What you have to do: Output each entry exactly; skip nothing.

Supplied material:
########

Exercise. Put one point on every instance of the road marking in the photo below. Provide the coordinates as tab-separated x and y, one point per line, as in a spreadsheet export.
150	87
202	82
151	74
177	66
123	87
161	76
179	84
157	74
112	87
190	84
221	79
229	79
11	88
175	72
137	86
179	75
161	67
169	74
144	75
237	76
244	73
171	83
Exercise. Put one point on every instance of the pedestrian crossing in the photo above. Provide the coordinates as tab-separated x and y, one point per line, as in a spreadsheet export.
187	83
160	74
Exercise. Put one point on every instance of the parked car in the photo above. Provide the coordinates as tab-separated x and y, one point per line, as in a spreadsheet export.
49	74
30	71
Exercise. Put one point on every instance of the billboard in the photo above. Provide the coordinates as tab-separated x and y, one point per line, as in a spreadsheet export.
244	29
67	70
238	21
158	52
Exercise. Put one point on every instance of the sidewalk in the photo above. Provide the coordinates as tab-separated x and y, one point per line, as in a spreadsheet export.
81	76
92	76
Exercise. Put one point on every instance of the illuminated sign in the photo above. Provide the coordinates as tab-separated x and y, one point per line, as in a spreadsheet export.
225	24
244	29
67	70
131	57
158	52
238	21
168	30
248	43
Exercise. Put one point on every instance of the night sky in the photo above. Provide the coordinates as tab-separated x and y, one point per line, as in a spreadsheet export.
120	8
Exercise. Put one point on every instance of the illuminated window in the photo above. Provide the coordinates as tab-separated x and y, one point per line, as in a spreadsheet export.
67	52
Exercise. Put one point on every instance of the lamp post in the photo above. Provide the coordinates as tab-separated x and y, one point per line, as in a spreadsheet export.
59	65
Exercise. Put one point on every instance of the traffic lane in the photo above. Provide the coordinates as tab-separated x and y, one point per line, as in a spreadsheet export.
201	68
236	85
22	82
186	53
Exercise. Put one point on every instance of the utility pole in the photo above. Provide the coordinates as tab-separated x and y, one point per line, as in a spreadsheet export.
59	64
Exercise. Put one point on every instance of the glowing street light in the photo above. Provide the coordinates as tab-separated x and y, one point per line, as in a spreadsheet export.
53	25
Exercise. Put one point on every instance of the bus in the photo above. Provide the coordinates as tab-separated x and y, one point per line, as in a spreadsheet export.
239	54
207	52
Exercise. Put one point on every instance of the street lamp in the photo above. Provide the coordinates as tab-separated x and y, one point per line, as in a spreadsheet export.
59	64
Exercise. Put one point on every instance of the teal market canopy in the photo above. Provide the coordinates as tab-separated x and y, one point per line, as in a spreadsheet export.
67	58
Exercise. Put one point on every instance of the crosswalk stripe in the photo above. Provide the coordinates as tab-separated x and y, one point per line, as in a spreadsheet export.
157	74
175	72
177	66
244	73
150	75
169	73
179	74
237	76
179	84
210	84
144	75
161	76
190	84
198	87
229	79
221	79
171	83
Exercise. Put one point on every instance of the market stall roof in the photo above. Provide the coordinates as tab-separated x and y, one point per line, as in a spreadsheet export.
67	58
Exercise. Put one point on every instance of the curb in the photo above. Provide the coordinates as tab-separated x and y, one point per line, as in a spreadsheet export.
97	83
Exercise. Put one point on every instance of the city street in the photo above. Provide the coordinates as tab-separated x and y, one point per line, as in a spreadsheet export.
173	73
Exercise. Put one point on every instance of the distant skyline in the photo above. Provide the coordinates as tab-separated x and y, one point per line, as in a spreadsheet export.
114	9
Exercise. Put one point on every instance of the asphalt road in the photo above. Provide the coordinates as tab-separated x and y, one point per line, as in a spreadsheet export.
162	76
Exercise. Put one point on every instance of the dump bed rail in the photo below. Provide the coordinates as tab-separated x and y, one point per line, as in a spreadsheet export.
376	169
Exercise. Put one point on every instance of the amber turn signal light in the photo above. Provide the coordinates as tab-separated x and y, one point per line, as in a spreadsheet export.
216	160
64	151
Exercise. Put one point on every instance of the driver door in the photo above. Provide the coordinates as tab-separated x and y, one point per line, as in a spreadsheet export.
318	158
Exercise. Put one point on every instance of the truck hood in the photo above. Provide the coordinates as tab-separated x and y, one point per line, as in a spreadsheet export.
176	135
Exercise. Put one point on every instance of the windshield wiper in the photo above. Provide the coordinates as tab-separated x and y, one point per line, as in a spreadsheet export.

########

Solution for this problem:
Exercise. Put one point on every instance of the road marking in the photo below. Provide the coordinates as tab-separated x and y, one point per line, as in a spreadsheet export.
150	87
202	82
151	74
177	66
123	87
161	76
179	84
157	74
112	87
190	84
221	79
229	79
11	88
175	72
137	86
179	75
161	67
169	74
144	75
237	76
244	73
171	83
Exercise. Put one point on every instance of the pedestrian crossing in the photo above. Provide the coordinates as tab-separated x and y, one point per line, as in a spreadsheet export.
187	83
160	74
Exercise. Put one point on every instance of the parked car in the photo above. Provide the coordinates as tab-separated x and y, one point per line, as in a spreadsheet export.
49	74
30	71
Exercise. Put one point on every instance of the billboard in the photo above. Provide the coordinates as tab-separated x and y, one point per line, as in a spreadsheet export.
244	29
67	70
238	21
158	52
Exercise. Put one point on every instance of the sidewalk in the photo above. Provide the coordinates as tab-separated x and y, one point per line, as in a spreadsheet export.
81	76
92	76
Exercise. Put one point on every instance of the illuminated sign in the photo above. Provide the coordinates as tab-separated x and y, one point per line, as in a spreadsheet export.
225	24
244	29
67	70
131	57
158	52
238	21
168	30
248	43
Exercise. Put one point on every instance of the night sky in the photo above. Provide the coordinates as tab-separated x and y, one point per line, as in a spreadsheet export.
120	8
Exercise. Put one point on every instance of the illuminated window in the photo above. Provide the coordinates as tab-separated x and y, one point per line, as in a spreadsheet export.
67	52
Exercise. Put one point on every instance of the lamp post in the photo above. Provide the coordinates as tab-separated x and y, one point per line, as in a spreadsheet export.
59	65
Exercise. Put one point on every instance of the traffic lane in the photo above. Provide the coordinates as tab-separated x and y, one point per line, as in a spreadsheet export.
201	68
236	85
22	82
186	53
Exercise. Put one point on every instance of the utility pole in the photo above. Provide the coordinates as tab-separated x and y, one point per line, as in a spreadsheet export.
59	64
Exercise. Put one point on every instance of the glowing street light in the photo above. Provide the coordinates as tab-separated x and y, one point per line, as in a spreadsheet export.
53	25
Exercise. Put one point on every instance of the bus in the photo above. Provide the coordinates as tab-separated x and y, one point per line, as in a spreadsheet export.
239	54
207	52
Exercise. Put one point on every instance of the street lamp in the photo above. Provide the coordinates as tab-separated x and y, one point per line, as in a spreadsheet export.
59	64
Exercise. Put one point on every instance of the teal market canopy in the photo above. Provide the coordinates as tab-separated x and y, one point per line, as in a spreadsheet export.
67	58
Exercise. Put one point on every instance of the crosswalk stripe in the photo above. Provide the coordinates as tab-separated x and y, one point per line, as in a spreadsheet export.
157	74
175	72
177	66
244	73
150	75
169	73
179	74
237	76
179	84
210	84
144	75
161	76
190	84
198	87
229	79
221	79
171	83
Exercise. Put one point on every instance of the market stall roof in the photo above. Provide the coordinates as tab-separated x and y, one point per line, as in a spreadsheet export.
67	58
Exercise. Put one point on every instance of the curb in the photo above. Provide the coordinates as tab-separated x and y, one point per line, as in a spreadsheet export.
97	83
Exercise. Put one point on every instance of the city street in the photo above. Provide the coordinates as tab-separated x and y, one point per line, as in a spreadsheet export.
173	73
Exercise. Put one point on every instance of the distant skyline in the photo above. Provide the coordinates as tab-separated x and y, one point per line, as in a spreadsheet export.
114	9
Exercise. Put one point on every instance of the asphalt road in the photo above. Provide the coordinates as tab-separated x and y, one point per line, as in a spreadsheet export.
162	76
Exercise. Put one point on every instance of the dump bed rail in the photo below. Provide the coordinates as tab-separated x and y, one point per line, as in a spreadsheet export.
376	169
Exercise. Put one point on every instance of the amber turn signal light in the photo above. Provide the coordinates as tab-separated x and y, one point per line, as in a spreadsheet export.
216	160
64	151
Exercise. Put one point on every instance of the driver door in the photo above. Provide the coordinates as tab-separated x and y, one point per line, as in a spreadsheet export.
318	158
Exercise. Put one point on every instance of the truck hood in the photo above. Provide the coordinates as tab-separated x and y, one point per line, as in a spreadsheet export.
176	135
Exercise. Put one point on every instance of the windshield wiper in the photo above. Provide the coordinates as tab-separated x and y, one point per line, as in a spreadsheet export.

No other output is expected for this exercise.